--- TEXT TO READ ---
***

For $a+b+c=2$ prove that $2a^ab^bc^c\geq a^2b+b^2c+c^2a$

Question

Let $a$, $b$ and $c$ be positive numbers such that $a+b+c=2$. Prove that: $$2a^ab^bc^c\geq a^2b+b^2c+c^2a$$ I tried convexity, but without success:

We need to prove that $$\ln2+\sum_{cyc}a\ln{a}\geq\ln\sum_{cyc}a^2b$$ and since $f(x)=x\ln{x}$ is a convex function, by Jensen we obtain: $$\ln2+\sum_{cyc}a\ln{a}\geq\ln2+3\cdot\frac{2}{3}\ln\frac{2}{3}=\ln\frac{8}{9}.$$ Thus, we need to prove that $$\frac{8}{9}\geq\sum_{cyc}a^2b$$ or $$(a+b+c)^3\geq9(a^2b+b^2c+c^2a),$$ which is wrong for $c\rightarrow0^+$.

The equality occurs for $a=b=c=\frac{2}{3}$.

***

--- TASKS TO PERFORM ---
• 1. Copy out the stretch of the inequality question from "Let $a$, $b$" through "wrong for $c\rightarrow0^+$.".
• 2. In the inequality question, for which values of a, b and c does equality occur?

--- Entries from a dataset ---

***

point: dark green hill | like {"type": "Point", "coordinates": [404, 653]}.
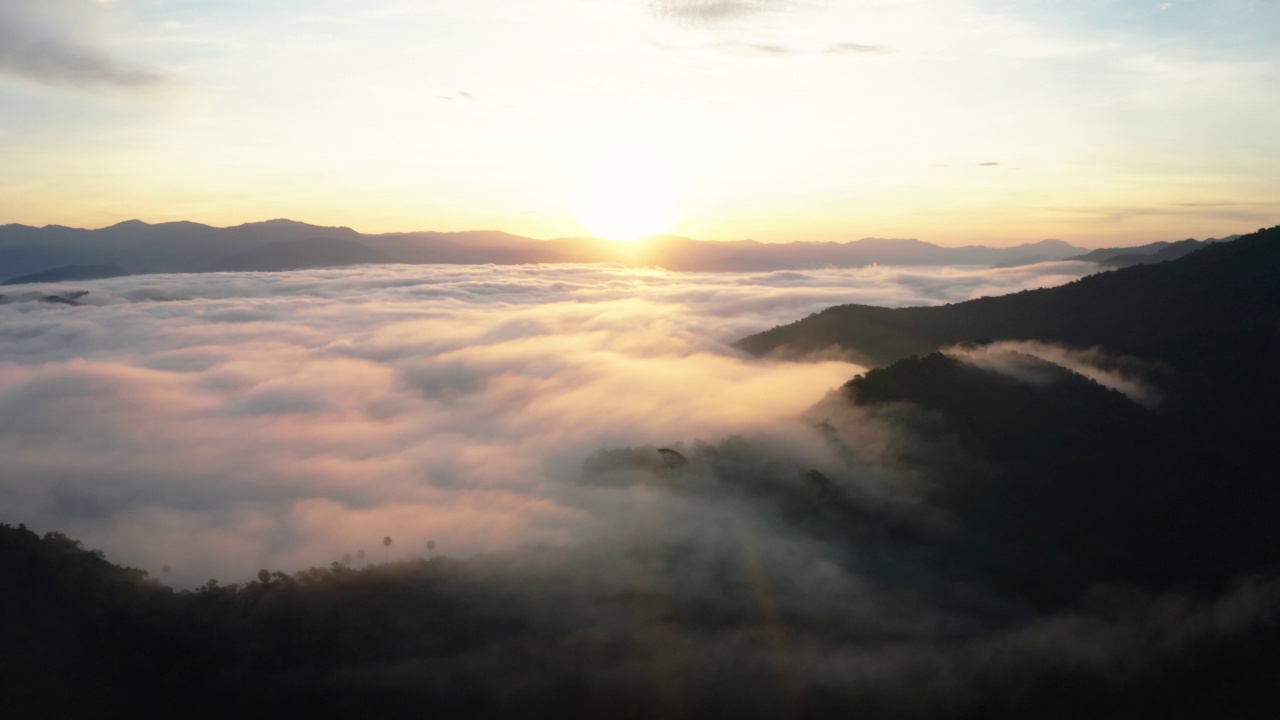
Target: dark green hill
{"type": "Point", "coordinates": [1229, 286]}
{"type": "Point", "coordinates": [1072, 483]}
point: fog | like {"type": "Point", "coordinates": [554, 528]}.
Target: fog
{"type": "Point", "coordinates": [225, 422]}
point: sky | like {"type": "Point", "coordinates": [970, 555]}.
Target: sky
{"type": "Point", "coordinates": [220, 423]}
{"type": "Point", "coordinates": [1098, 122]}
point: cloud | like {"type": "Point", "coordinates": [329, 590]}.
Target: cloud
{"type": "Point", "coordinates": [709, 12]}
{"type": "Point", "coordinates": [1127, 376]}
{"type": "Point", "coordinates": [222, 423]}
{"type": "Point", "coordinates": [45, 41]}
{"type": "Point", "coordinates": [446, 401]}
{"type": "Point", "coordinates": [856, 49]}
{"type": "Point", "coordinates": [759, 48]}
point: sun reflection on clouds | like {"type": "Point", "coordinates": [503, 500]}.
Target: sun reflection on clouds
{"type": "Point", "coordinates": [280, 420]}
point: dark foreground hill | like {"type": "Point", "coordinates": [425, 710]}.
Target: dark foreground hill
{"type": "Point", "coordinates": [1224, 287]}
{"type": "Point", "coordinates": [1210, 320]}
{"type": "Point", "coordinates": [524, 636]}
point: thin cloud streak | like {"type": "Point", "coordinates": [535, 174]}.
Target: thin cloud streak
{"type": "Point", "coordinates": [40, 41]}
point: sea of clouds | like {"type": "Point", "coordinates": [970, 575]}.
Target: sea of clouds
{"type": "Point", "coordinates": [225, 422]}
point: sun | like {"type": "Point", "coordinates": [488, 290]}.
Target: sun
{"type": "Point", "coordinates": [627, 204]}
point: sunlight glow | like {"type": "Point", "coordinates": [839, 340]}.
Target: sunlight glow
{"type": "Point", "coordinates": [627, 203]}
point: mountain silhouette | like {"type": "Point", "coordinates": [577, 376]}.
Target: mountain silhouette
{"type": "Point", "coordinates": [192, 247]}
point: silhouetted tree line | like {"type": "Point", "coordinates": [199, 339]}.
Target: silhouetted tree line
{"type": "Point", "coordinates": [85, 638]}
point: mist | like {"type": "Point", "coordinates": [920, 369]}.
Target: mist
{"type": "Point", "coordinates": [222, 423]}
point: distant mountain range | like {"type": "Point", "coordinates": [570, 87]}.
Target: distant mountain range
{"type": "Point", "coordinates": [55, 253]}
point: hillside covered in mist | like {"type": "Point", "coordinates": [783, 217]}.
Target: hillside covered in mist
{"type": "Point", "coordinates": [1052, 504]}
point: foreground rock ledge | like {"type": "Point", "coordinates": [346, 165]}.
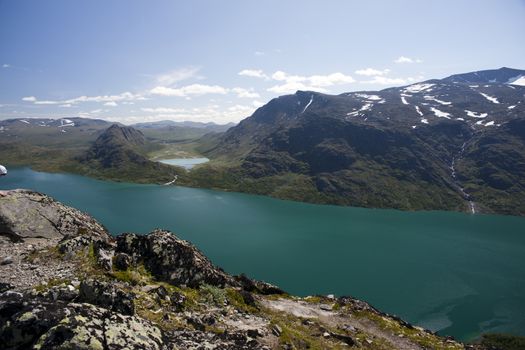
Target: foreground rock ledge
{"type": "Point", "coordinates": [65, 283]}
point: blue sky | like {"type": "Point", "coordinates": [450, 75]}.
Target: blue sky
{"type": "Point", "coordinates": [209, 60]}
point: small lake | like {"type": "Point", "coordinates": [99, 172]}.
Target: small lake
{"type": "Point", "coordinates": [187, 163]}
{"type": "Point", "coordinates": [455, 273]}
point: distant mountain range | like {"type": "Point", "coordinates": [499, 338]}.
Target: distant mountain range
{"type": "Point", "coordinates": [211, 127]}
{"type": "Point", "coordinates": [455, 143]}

***

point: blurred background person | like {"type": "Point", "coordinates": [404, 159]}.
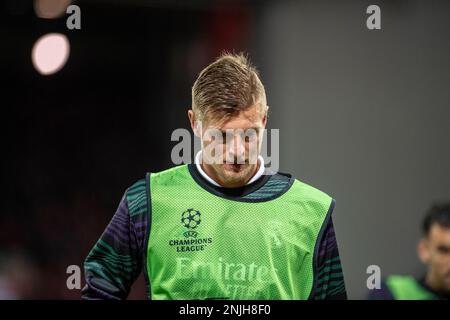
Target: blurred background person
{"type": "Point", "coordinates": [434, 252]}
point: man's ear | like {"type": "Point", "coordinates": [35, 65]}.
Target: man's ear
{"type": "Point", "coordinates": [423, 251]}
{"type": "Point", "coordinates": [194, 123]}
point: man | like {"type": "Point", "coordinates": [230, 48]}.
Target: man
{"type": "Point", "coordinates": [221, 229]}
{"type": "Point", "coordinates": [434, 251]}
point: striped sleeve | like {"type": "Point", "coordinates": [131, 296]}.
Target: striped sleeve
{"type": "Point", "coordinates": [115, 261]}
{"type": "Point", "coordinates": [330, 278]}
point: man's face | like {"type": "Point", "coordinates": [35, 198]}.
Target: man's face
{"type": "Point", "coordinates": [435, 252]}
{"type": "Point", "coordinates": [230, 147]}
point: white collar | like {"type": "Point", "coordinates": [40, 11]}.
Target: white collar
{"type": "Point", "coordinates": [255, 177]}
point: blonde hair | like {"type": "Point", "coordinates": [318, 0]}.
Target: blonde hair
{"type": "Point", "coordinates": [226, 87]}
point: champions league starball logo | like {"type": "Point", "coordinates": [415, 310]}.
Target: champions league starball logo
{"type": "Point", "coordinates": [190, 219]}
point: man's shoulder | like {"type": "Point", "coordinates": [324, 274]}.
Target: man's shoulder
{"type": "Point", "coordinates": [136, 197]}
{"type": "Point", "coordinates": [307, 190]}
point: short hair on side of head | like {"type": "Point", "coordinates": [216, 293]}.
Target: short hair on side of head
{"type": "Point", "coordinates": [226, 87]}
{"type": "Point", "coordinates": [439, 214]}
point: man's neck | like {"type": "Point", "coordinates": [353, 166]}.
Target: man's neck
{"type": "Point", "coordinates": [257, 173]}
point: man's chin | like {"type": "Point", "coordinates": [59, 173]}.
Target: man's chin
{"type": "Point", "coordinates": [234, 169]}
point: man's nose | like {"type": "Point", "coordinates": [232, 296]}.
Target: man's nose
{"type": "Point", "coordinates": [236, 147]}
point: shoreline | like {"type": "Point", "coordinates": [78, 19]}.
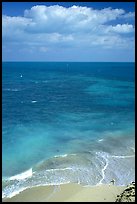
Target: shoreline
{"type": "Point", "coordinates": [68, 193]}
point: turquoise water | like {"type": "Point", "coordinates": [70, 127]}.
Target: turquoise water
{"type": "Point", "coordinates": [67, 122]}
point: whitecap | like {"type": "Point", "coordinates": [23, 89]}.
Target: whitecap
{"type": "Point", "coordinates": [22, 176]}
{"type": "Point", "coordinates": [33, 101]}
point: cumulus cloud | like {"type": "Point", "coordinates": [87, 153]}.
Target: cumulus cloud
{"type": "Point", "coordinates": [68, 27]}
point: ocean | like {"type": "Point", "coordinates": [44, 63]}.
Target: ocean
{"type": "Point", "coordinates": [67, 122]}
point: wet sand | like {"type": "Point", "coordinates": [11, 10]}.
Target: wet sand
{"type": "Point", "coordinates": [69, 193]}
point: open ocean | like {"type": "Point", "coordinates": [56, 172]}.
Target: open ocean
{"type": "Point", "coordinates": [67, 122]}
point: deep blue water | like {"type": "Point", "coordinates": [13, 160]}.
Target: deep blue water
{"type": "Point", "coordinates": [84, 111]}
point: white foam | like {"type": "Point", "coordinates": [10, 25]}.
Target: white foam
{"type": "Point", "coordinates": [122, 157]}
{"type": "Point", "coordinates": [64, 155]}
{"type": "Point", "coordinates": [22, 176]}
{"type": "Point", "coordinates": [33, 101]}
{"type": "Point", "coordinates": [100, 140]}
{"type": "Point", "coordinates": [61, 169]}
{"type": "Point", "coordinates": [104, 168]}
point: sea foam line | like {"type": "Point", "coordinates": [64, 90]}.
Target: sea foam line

***

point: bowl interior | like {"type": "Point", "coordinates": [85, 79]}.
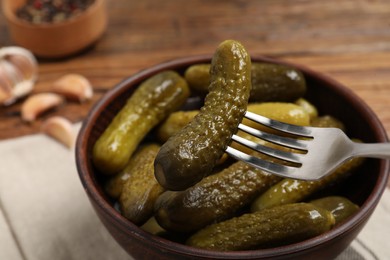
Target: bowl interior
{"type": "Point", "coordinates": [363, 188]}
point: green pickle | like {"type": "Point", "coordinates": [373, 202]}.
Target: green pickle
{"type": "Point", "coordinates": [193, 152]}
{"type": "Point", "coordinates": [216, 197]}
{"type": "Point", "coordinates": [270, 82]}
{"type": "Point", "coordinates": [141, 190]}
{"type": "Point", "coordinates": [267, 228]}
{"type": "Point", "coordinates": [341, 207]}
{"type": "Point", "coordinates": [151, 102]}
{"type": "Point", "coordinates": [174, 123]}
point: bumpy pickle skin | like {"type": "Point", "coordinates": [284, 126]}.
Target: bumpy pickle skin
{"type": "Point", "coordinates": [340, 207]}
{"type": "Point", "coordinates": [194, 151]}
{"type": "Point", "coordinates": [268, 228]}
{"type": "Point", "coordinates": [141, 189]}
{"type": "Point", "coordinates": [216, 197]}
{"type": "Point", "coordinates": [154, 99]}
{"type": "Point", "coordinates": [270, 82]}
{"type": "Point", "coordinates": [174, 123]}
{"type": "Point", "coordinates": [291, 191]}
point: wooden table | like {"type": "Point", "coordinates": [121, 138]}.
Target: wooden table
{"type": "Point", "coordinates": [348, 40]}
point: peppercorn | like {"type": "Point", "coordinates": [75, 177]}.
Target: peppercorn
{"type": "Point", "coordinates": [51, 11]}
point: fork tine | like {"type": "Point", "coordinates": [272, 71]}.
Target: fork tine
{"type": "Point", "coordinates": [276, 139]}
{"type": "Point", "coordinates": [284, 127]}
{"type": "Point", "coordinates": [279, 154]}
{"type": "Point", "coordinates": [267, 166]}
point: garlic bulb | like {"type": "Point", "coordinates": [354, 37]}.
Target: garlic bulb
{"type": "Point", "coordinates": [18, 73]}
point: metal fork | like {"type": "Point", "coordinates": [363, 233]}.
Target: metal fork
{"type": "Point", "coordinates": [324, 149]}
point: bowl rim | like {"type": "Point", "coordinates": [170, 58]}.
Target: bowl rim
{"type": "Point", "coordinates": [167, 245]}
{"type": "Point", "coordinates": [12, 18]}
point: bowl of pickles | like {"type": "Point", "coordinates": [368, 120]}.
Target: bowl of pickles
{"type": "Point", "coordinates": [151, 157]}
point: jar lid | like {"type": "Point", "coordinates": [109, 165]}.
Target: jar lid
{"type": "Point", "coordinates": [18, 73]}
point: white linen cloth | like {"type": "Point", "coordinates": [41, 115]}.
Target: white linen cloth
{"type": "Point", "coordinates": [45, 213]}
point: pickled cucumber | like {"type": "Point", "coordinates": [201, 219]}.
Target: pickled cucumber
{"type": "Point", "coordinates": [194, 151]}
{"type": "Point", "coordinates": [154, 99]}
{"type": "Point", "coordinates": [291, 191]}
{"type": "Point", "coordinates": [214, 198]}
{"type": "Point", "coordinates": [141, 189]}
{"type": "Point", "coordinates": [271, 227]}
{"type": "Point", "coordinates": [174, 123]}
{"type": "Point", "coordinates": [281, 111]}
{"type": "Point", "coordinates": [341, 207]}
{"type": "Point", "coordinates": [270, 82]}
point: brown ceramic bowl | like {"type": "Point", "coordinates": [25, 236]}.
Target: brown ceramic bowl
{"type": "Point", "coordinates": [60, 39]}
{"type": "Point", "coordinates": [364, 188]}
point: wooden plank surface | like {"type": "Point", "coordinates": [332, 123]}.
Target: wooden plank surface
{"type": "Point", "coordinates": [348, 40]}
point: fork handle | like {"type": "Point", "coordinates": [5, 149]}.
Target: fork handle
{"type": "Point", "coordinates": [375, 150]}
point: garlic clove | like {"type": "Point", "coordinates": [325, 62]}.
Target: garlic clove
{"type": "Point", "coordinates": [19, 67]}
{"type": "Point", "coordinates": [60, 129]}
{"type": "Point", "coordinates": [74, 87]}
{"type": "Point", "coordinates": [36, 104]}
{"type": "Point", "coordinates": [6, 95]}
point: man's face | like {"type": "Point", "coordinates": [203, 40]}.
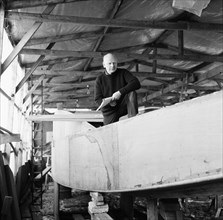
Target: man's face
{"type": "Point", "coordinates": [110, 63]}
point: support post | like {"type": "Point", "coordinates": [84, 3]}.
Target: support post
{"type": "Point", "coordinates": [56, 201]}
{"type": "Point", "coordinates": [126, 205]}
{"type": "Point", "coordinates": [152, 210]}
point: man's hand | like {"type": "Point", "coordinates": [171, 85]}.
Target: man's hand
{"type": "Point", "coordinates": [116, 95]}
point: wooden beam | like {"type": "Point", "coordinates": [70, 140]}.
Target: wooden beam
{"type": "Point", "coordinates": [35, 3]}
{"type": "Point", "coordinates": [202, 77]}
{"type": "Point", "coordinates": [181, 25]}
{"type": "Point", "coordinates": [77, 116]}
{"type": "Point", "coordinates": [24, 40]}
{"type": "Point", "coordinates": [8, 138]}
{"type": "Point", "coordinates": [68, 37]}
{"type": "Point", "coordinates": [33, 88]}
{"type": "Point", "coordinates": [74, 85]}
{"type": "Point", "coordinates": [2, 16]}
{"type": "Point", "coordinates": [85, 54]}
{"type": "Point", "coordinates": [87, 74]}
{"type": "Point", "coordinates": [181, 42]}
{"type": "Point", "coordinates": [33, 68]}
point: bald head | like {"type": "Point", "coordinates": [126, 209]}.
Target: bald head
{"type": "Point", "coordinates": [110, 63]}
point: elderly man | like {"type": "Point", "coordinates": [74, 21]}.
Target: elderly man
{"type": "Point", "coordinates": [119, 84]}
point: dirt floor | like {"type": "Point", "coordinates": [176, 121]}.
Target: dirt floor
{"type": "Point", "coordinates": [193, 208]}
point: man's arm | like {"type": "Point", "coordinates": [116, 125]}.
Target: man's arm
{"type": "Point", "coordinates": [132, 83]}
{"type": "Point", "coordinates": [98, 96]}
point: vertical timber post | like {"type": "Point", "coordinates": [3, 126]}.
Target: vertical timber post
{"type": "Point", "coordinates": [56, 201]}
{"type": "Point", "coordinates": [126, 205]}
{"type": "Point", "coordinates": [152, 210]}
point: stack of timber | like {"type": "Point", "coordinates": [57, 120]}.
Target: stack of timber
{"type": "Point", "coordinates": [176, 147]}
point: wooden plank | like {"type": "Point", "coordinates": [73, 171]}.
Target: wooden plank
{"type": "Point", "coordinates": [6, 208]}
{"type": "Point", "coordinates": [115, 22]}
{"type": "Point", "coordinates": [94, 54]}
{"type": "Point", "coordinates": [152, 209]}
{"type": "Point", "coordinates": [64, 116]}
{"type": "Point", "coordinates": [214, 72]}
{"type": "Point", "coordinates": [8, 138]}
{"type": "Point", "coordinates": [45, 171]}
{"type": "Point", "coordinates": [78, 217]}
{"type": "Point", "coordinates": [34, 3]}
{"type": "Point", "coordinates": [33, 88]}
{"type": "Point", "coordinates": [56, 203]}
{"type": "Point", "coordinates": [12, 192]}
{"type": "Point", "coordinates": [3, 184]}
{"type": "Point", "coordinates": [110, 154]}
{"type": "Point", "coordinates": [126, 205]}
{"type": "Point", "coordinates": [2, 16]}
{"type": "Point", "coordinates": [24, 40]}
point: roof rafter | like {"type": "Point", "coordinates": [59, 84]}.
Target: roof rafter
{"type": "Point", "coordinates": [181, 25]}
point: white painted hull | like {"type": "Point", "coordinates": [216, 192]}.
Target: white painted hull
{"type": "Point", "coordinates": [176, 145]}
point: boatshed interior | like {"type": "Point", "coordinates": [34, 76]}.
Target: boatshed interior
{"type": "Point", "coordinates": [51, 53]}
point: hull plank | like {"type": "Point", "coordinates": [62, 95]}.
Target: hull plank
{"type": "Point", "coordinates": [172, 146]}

***

--- EXPECTED RESULTS ---
• 1.
Let $a$, $b$ and $c$ be positive numbers such that $a+b+c=2$. Prove that: $$2a^ab^bc^c\geq a^2b+b^2c+c^2a$$ I tried convexity, but without success:

We need to prove that $$\ln2+\sum_{cyc}a\ln{a}\geq\ln\sum_{cyc}a^2b$$ and since $f(x)=x\ln{x}$ is a convex function, by Jensen we obtain: $$\ln2+\sum_{cyc}a\ln{a}\geq\ln2+3\cdot\frac{2}{3}\ln\frac{2}{3}=\ln\frac{8}{9}.$$ Thus, we need to prove that $$\frac{8}{9}\geq\sum_{cyc}a^2b$$ or $$(a+b+c)^3\geq9(a^2b+b^2c+c^2a),$$ which is wrong for $c\rightarrow0^+$.

• 2. Equality occurs when a = b = c = 2/3.